** Your instructions **
Reproduce the lines below verbatim, starting at the line that contains "The output for" and ending at the line that contains "box: [396, 409, 881, 908]", with both of those lines included.

** Provided data **
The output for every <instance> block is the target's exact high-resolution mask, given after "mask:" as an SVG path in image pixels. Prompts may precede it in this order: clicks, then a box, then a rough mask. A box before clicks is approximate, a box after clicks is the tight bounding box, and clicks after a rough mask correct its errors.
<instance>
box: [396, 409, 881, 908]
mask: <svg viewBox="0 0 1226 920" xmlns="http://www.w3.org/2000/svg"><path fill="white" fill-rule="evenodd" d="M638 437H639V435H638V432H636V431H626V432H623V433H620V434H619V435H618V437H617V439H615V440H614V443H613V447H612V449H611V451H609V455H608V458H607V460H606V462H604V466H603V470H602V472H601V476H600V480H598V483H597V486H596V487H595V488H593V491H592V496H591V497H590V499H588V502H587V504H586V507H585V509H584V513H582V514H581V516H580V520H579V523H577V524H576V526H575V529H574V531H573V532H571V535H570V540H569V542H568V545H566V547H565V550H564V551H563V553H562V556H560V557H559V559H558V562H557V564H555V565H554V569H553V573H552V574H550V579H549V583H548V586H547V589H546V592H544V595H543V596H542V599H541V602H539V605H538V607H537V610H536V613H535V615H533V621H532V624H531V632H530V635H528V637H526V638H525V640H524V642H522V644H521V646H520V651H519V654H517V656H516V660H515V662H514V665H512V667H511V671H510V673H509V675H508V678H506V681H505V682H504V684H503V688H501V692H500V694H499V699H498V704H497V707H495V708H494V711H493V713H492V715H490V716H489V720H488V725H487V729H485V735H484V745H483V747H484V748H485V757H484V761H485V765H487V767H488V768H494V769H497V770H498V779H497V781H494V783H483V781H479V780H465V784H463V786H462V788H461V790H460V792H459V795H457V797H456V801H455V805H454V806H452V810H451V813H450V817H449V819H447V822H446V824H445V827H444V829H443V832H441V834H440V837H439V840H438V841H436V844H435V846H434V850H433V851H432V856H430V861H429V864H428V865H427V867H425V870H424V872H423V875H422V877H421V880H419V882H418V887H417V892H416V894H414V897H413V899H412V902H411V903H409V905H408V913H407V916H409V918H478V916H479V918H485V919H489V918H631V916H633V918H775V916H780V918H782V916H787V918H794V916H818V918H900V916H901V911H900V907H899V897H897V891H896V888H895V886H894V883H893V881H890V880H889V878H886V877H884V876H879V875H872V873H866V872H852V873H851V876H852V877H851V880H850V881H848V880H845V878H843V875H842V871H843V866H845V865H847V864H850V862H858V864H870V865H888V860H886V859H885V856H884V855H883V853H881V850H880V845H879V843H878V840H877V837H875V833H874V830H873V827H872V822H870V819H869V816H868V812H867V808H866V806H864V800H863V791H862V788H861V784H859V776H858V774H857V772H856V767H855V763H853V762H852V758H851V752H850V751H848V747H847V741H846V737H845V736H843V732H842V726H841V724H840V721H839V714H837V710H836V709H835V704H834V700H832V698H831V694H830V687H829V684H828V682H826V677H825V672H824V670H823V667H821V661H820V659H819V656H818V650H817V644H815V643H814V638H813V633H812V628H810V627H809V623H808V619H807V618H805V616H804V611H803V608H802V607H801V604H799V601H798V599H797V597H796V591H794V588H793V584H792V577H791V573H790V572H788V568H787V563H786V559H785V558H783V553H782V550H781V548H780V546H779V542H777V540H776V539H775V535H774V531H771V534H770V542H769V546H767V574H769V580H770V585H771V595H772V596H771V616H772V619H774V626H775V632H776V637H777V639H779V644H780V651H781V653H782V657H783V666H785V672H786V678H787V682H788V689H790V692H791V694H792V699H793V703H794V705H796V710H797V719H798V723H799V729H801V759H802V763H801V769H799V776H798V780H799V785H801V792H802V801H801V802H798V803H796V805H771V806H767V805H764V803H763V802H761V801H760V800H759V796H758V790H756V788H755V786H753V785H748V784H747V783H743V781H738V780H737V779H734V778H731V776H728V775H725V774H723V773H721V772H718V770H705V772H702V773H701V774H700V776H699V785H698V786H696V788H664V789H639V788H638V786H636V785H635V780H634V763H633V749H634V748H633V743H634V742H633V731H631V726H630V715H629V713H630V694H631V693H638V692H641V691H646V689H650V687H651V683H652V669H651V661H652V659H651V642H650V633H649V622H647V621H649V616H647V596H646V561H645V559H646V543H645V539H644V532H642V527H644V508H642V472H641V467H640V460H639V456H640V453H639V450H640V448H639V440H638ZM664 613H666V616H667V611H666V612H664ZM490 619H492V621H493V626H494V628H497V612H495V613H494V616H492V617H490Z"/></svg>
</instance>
==
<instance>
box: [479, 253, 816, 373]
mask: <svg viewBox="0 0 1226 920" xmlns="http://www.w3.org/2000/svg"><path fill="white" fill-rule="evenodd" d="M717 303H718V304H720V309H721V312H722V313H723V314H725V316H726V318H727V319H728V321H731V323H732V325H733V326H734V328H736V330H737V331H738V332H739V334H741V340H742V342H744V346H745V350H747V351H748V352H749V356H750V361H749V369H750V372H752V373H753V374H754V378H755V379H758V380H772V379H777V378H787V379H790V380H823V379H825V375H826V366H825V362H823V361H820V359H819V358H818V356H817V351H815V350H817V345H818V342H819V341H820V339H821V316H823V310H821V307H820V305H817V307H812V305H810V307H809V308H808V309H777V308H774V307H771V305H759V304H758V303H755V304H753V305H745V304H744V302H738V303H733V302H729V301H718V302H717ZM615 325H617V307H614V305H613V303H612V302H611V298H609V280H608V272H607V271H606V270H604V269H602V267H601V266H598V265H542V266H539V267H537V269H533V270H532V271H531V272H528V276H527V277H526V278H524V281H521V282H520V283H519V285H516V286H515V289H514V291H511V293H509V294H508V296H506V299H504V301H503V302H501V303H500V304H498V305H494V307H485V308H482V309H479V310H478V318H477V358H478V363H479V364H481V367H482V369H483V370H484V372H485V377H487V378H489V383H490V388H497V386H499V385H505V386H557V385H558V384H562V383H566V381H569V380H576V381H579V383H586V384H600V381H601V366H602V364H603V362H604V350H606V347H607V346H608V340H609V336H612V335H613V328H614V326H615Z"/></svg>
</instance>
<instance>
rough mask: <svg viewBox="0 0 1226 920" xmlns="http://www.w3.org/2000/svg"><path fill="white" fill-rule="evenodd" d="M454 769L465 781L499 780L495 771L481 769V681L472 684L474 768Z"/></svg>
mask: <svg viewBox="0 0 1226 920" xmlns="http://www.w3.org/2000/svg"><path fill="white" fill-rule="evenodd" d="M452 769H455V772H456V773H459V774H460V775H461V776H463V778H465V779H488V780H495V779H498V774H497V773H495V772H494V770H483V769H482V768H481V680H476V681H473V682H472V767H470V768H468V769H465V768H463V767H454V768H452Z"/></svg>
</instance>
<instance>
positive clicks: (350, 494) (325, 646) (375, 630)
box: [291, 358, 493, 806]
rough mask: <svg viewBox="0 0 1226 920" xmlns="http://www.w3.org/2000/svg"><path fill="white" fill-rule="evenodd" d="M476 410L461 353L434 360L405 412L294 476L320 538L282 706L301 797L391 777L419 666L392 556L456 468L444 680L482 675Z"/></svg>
...
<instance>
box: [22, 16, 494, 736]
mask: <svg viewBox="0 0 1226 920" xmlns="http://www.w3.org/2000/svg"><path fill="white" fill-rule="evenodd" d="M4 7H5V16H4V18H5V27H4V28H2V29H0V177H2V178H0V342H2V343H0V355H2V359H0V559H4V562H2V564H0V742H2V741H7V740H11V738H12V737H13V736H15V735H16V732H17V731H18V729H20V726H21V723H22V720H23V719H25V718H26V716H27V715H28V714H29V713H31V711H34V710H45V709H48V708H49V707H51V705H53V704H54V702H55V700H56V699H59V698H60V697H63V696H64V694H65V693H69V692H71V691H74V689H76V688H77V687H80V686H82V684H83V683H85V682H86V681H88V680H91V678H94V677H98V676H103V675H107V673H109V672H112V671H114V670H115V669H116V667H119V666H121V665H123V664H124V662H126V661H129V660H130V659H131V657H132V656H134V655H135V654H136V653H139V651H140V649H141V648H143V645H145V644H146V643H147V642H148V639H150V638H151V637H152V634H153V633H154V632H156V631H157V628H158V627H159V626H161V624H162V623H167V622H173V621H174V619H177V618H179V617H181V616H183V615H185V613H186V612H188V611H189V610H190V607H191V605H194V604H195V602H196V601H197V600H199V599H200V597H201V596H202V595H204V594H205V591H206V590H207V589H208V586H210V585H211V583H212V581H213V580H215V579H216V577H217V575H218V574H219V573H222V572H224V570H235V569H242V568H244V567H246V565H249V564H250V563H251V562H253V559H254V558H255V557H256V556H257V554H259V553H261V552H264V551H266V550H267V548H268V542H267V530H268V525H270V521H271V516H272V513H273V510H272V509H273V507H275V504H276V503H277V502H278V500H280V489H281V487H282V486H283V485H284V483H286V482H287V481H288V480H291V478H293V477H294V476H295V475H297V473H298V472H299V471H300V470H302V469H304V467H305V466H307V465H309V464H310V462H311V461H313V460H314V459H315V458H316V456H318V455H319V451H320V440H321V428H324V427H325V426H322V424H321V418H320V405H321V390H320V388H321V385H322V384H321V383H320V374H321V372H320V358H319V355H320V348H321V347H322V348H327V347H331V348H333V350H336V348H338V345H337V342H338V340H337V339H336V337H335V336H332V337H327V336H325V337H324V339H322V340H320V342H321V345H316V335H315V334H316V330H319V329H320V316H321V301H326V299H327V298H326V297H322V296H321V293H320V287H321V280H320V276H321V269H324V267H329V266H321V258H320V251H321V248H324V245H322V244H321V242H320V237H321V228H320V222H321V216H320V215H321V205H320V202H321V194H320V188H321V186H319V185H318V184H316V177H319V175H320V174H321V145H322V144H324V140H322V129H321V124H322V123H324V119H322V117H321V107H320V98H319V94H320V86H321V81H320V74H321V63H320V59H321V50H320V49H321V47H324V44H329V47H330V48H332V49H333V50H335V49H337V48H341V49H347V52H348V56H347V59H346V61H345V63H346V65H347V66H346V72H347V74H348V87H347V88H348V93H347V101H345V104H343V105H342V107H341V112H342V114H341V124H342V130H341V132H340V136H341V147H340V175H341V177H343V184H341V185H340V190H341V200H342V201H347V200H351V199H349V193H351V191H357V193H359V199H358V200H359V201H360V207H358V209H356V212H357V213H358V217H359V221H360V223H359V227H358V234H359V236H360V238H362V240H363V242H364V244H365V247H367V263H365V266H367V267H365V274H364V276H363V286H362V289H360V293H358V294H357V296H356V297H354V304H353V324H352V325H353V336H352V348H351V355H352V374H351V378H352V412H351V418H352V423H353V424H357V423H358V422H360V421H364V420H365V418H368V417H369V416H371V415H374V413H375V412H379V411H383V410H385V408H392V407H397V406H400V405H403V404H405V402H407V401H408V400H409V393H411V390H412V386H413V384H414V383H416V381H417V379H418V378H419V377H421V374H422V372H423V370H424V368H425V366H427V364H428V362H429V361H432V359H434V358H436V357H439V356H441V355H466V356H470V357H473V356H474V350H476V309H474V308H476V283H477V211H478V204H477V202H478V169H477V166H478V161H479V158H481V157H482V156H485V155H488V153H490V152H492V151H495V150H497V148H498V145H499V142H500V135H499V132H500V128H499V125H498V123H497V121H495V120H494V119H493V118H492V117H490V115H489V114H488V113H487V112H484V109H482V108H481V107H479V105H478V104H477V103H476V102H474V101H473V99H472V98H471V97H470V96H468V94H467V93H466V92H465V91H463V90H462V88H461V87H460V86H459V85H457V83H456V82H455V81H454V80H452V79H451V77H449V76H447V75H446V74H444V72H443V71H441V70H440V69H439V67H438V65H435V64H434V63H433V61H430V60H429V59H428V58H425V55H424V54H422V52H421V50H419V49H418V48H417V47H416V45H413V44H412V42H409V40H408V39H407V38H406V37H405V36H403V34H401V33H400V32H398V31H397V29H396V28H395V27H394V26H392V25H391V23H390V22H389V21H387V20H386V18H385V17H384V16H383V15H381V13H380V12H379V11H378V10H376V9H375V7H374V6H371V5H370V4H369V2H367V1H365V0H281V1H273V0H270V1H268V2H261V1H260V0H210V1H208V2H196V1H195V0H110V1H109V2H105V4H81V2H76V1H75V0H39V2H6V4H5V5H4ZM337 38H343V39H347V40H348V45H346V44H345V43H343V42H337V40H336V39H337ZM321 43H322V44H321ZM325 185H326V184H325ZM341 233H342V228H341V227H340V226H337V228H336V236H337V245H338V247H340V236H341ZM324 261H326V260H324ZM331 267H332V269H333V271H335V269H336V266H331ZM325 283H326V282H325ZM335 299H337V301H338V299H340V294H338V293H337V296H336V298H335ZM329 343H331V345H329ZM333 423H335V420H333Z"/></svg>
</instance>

** Solution to the problem **
The output for every <instance> block is the target's exact high-resolution mask, given after "mask:" as an SVG path in image pixels. Prompts may precede it in this order: clicks, then a box, then a rough mask. A box before clicks is approximate, a box after clicks is the tight bounding box, and clicks after a rough mask correct its errors.
<instance>
box: [396, 409, 881, 908]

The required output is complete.